Short task — Go through the entries below and copy out each line in which the word "every" appears.

(Raw entries)
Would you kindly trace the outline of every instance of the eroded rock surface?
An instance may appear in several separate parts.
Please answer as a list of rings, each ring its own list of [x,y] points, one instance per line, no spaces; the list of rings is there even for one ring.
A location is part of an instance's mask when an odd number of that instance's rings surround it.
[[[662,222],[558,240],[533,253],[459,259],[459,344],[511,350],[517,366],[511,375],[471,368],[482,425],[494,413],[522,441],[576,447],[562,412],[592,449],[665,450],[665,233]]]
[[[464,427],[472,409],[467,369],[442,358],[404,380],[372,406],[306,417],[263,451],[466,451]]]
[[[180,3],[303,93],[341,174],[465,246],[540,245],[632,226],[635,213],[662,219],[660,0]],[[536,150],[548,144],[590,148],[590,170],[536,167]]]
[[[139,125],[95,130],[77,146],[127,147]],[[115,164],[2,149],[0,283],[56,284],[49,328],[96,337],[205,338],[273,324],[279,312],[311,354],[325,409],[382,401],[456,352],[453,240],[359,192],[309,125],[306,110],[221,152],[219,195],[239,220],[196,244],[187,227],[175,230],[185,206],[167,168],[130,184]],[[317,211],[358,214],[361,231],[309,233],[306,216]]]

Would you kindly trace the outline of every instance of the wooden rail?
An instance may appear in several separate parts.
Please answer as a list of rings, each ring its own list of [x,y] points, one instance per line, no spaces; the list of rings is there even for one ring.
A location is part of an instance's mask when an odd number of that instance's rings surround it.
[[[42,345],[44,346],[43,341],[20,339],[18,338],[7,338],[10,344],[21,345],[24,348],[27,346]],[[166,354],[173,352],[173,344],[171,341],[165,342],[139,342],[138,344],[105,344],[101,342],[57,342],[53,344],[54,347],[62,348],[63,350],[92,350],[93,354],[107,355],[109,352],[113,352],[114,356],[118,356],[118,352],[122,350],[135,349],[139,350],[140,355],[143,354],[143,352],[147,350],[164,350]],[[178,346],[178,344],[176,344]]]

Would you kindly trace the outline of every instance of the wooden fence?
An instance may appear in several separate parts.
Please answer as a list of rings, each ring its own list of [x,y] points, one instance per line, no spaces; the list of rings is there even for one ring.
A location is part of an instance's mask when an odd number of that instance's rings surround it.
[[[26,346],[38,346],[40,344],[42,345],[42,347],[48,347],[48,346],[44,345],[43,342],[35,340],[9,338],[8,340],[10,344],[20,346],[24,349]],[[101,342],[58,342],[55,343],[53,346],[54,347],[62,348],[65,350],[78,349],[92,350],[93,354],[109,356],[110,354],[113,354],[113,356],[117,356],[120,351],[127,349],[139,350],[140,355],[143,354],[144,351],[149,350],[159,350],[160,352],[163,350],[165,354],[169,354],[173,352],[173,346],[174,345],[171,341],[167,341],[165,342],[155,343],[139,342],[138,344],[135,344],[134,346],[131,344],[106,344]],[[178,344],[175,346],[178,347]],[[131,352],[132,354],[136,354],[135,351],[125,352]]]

Worked answer —
Would you kindly trace the outline of every instance of the eroded rock surface?
Would you kindly trace the outline of every instance of the wooden rail?
Would you kindly trace the outline of every instance of the wooden fence?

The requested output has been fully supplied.